- Your objective -
Output exactly the lines between the one holding "For the stat-sheet" and the last line of the data below, both of those lines included.

_ _ _ _ _

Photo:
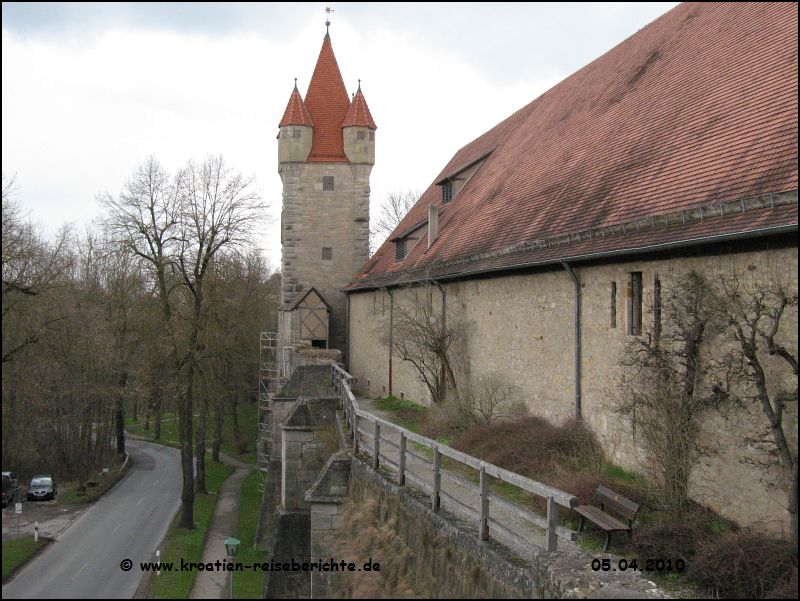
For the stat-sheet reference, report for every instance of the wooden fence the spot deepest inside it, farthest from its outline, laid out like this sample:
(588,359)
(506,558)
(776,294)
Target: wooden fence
(369,434)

_ _ _ _ _

- Reply to the task -
For the stat-sheet reference, report for every instance of the wooden fence the spot deepest inside it, farthest from its outline, laid out like this sample:
(588,359)
(506,558)
(776,294)
Target: wooden fence
(369,434)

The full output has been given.